| What is being asked |
Write the data out again exactly, dropping any images it holds.
[[ Extracted material, beginning ]]
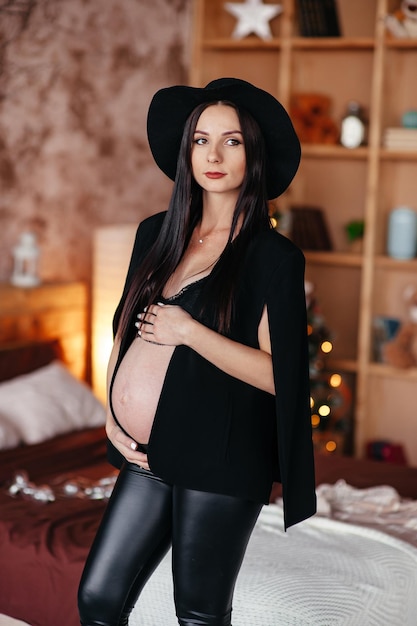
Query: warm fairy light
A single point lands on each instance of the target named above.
(335, 380)
(331, 446)
(326, 346)
(315, 420)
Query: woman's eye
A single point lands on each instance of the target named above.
(233, 142)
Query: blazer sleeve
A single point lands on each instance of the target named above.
(289, 341)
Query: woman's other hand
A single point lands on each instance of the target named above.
(164, 324)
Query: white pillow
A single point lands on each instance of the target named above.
(9, 435)
(49, 402)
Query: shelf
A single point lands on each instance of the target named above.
(378, 71)
(250, 43)
(333, 43)
(398, 155)
(342, 365)
(387, 371)
(402, 44)
(386, 262)
(298, 43)
(337, 259)
(333, 151)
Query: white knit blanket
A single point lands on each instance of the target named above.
(320, 573)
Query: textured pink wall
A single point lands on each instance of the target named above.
(76, 78)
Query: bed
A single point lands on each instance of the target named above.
(353, 564)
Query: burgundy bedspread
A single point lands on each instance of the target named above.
(43, 546)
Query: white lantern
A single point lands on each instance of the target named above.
(26, 256)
[[ Extracted material, end ]]
| Response for this exercise |
Query: warm fairy light
A single point lands on each instance of the target named above.
(335, 380)
(331, 446)
(326, 346)
(315, 420)
Query: woman's eye
A single point lands on each instance of the target named above.
(233, 142)
Query: blazer sleeve
A single point lands on each instance of the target named above.
(289, 341)
Query: woman's other hand
A single point lands on each instance of the target named above.
(164, 324)
Query: white pillow
A single point lands on each instance of the target named above.
(9, 435)
(49, 402)
Query: shelf
A single point lands on each instance of the target named above.
(378, 71)
(250, 43)
(333, 43)
(398, 155)
(342, 365)
(387, 371)
(402, 44)
(386, 262)
(298, 43)
(337, 259)
(333, 151)
Query: white knit blanket
A single point lands on each instance of the target named above.
(320, 573)
Query: textured pink wall
A single point lands on each instance of the target named above.
(76, 78)
Query: bed
A single point lands on each instance of the target named above.
(353, 564)
Query: burgundy bedspread
A single point lands on each instance of the target named above.
(43, 546)
Query: white lantern
A single point lands on each instance of the target named above.
(26, 256)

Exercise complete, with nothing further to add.